* START Text to read *

Drink locally or think globally?

by Mark Tichenor

Finger Lakes Region beer lovers rejoice! Another legendary brewery is entering our area. Founders Brewing of Grand Rapids, Michigan, will be on tap in Rochester this May.

That’s a big win; Founders’ beer is consistently some of the best and most highly rated in the country. Currently it’s sought after by beer traders, and many a Rochesterian visitor to the Midwest is pestered to bring a trunkload home for friends. But the imminent arrival of Founders also gives some pause for thought and reflection about our own local beer, as well as the direction of the craft beer industry.

National, or at least regional, distribution is crucial to an ambitious craft brewery’s success. A beermaking operation is an expensive small business to start up and run, and many places simply don’t have the market size in their home regions to expand. Getting the beer to other markets is often the necessary solution.

We crazy beer lovers benefit from that necessity, and from the fact that there’s a mad-effecient distribution structure already set up to handle it. Because of this, you can walk into the right small-town pub and pick up a menu of the best American beers. Stone Brewing, Green Flash, Victory, Lagunitas, and now Founders. It’s a dilemma just to choose.

* END Text to read *

→ Set of tasks:
a - List every brewery the beer article names in its last paragraph.
b - Answer these from the beer article:
(i) In what city and state is Founders Brewing located?
(ii) When will Founders be on tap in Rochester?
(iii) What do many places lack that makes getting beer to other markets necessary?
c - Carry on the beer article from its last line, in the same voice.

* START Provided information *

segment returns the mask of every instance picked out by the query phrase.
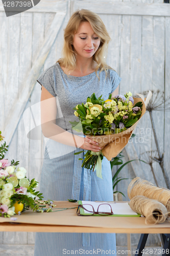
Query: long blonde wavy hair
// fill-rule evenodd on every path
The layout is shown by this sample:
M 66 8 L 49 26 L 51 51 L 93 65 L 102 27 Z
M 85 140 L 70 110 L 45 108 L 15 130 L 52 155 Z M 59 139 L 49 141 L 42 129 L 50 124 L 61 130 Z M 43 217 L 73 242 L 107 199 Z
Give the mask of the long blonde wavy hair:
M 97 63 L 95 71 L 100 69 L 100 73 L 104 70 L 107 75 L 107 70 L 113 69 L 107 65 L 104 59 L 104 54 L 107 53 L 108 46 L 111 38 L 105 25 L 99 16 L 89 10 L 81 9 L 76 11 L 71 15 L 64 30 L 64 45 L 62 50 L 63 57 L 57 62 L 68 70 L 74 70 L 76 66 L 76 52 L 72 46 L 74 35 L 79 29 L 81 22 L 90 23 L 94 33 L 101 38 L 99 47 L 93 56 L 93 60 Z

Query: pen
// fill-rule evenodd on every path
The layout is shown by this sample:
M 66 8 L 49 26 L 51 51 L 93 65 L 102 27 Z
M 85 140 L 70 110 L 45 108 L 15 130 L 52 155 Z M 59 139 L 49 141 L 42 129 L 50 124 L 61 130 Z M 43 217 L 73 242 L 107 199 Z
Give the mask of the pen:
M 115 202 L 113 202 L 113 201 L 95 201 L 96 203 L 110 203 L 111 204 L 115 204 Z

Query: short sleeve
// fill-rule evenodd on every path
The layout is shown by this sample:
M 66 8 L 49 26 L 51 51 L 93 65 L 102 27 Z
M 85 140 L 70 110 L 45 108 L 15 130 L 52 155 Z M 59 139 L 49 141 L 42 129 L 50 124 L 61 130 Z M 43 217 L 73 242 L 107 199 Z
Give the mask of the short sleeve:
M 112 76 L 112 87 L 111 93 L 112 93 L 112 92 L 116 90 L 122 80 L 122 78 L 120 78 L 115 71 L 113 71 L 113 74 Z
M 37 81 L 41 86 L 43 86 L 53 96 L 56 97 L 57 94 L 54 90 L 53 70 L 52 67 L 45 70 L 39 76 Z

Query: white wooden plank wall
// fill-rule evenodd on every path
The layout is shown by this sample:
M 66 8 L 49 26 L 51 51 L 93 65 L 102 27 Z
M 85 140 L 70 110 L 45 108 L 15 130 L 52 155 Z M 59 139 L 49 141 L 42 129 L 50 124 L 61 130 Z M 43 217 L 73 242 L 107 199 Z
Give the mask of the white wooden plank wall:
M 78 5 L 81 9 L 81 7 L 87 2 L 86 0 L 68 1 L 66 17 L 51 48 L 42 72 L 61 57 L 63 29 L 70 14 L 75 10 L 75 6 Z M 98 1 L 99 4 L 104 2 L 104 0 Z M 110 3 L 123 2 L 127 2 L 127 4 L 128 2 L 137 2 L 139 4 L 163 2 L 162 0 L 112 0 Z M 56 1 L 53 2 L 55 3 Z M 43 3 L 45 3 L 45 1 L 44 1 Z M 92 1 L 91 3 L 91 8 L 94 8 L 96 2 Z M 107 14 L 103 14 L 102 11 L 99 14 L 112 38 L 107 60 L 122 78 L 120 93 L 131 91 L 135 94 L 151 89 L 159 89 L 162 91 L 165 89 L 166 95 L 169 95 L 170 17 Z M 54 16 L 55 13 L 50 12 L 44 13 L 39 11 L 39 12 L 32 12 L 30 10 L 6 18 L 5 12 L 0 12 L 0 23 L 2 25 L 0 32 L 3 35 L 0 40 L 0 65 L 3 70 L 0 89 L 2 89 L 1 91 L 3 90 L 4 95 L 4 97 L 1 97 L 1 110 L 4 113 L 1 120 L 3 131 L 6 124 L 6 118 L 10 115 L 13 105 L 20 95 L 25 86 L 25 81 L 37 57 L 39 50 Z M 25 109 L 39 101 L 40 88 L 40 85 L 36 83 Z M 26 125 L 29 130 L 32 125 L 32 117 L 30 111 L 28 111 L 26 115 L 29 120 Z M 160 150 L 161 152 L 165 150 L 165 164 L 169 175 L 168 167 L 170 161 L 167 153 L 170 140 L 169 113 L 166 112 L 164 114 L 163 112 L 157 111 L 154 113 L 154 116 Z M 140 133 L 143 128 L 144 134 Z M 135 132 L 136 140 L 133 139 L 133 143 L 129 143 L 126 150 L 123 152 L 126 161 L 129 159 L 140 158 L 142 153 L 156 148 L 151 129 L 149 114 L 147 113 Z M 143 137 L 143 143 L 140 143 L 140 137 Z M 34 177 L 40 181 L 44 149 L 42 136 L 39 140 L 29 140 L 27 138 L 22 116 L 6 157 L 10 160 L 14 159 L 20 161 L 20 166 L 24 166 L 28 170 L 28 177 L 30 179 Z M 159 185 L 165 186 L 158 164 L 154 164 L 154 167 Z M 139 161 L 129 164 L 122 170 L 120 176 L 129 178 L 139 176 L 154 182 L 150 166 Z M 117 188 L 126 195 L 127 200 L 127 188 L 131 180 L 123 181 Z M 0 243 L 34 244 L 34 237 L 33 233 L 1 232 Z M 124 237 L 121 241 L 126 243 Z M 133 245 L 136 244 L 137 241 L 136 237 L 132 237 L 132 241 Z M 154 237 L 151 239 L 149 243 L 150 245 L 158 244 L 159 240 Z

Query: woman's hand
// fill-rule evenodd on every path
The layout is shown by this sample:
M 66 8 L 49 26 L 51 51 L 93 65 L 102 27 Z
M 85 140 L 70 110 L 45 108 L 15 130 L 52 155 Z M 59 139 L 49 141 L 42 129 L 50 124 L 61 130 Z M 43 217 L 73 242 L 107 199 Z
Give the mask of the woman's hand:
M 82 145 L 80 146 L 81 148 L 85 150 L 91 150 L 94 152 L 99 152 L 102 150 L 102 147 L 99 145 L 98 142 L 96 142 L 88 137 L 82 138 Z

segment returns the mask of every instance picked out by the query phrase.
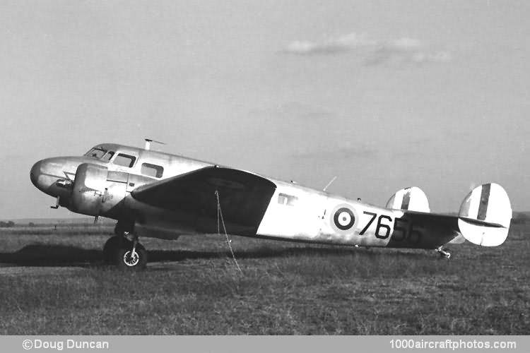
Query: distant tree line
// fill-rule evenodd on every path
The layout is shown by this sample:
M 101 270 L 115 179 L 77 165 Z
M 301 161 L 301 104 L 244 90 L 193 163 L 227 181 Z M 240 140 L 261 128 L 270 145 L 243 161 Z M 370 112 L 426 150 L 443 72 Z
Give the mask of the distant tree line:
M 13 221 L 0 222 L 0 228 L 11 228 L 11 227 L 14 225 L 15 225 L 15 222 Z

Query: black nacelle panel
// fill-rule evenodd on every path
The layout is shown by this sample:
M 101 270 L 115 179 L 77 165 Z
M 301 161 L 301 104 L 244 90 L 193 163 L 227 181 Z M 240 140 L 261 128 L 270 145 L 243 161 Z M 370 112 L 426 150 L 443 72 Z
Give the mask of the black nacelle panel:
M 247 172 L 208 167 L 141 186 L 131 194 L 153 206 L 215 220 L 218 191 L 225 222 L 255 234 L 276 189 L 270 180 Z

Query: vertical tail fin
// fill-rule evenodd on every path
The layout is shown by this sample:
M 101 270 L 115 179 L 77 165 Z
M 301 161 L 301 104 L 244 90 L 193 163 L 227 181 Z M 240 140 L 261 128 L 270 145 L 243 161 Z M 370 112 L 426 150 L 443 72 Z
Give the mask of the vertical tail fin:
M 460 233 L 473 244 L 497 246 L 508 236 L 512 206 L 502 186 L 490 183 L 473 189 L 459 212 Z

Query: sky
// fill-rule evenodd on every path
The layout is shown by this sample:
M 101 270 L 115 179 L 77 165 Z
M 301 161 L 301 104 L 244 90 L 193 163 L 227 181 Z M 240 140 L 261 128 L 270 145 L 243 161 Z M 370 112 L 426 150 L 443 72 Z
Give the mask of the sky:
M 0 0 L 0 219 L 36 161 L 114 142 L 384 205 L 530 210 L 530 2 Z

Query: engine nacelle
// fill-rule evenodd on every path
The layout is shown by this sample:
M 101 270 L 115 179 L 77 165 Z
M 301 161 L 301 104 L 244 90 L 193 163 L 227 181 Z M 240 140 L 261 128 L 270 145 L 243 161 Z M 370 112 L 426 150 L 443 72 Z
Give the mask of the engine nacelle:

* END Provided information *

→ Task answers:
a - Stone Brewing, Green Flash, Victory, Lagunitas, Founders

b -
(i) Grand Rapids, Michigan
(ii) This May
(iii) The market size in their home regions to expand

c -
But there’s a downside as well. Having easy access to beers from every region makes the beers, well, a bit less special. Things homogenize; they’re no longer rare treats, rather just some more beers on the tapline. It also takes away some of the joys of vacation. Travel is a bit less fun when the unique tastes of a city on the other side of the continent are familiar to you from your barstool back home.

This national distribution also adds a huge weight of competition for our local brewers. That is as it should be. It prevents complacency among our own scene and awakens the creative fire in our local brewmasters.

In that sense, it’s gratifying to see how adeptly our guys can hang with the big boys. From Jamestown to Canandaigua, brewers in Western New York and the Finger Lakes are producing more exciting beer than ever before, beer that can stack up, sip for sip, to anything the glitzy rock star breweries can keg and ship.

So bring it on, Founders Brewing. We Rochester beer lovers welcome you with open arms and open taps. We will rejoice in your deliciousness. Just don’t be surprised if, at some point, a Finger Lakes brewery succeeds in creating something just a tad more special.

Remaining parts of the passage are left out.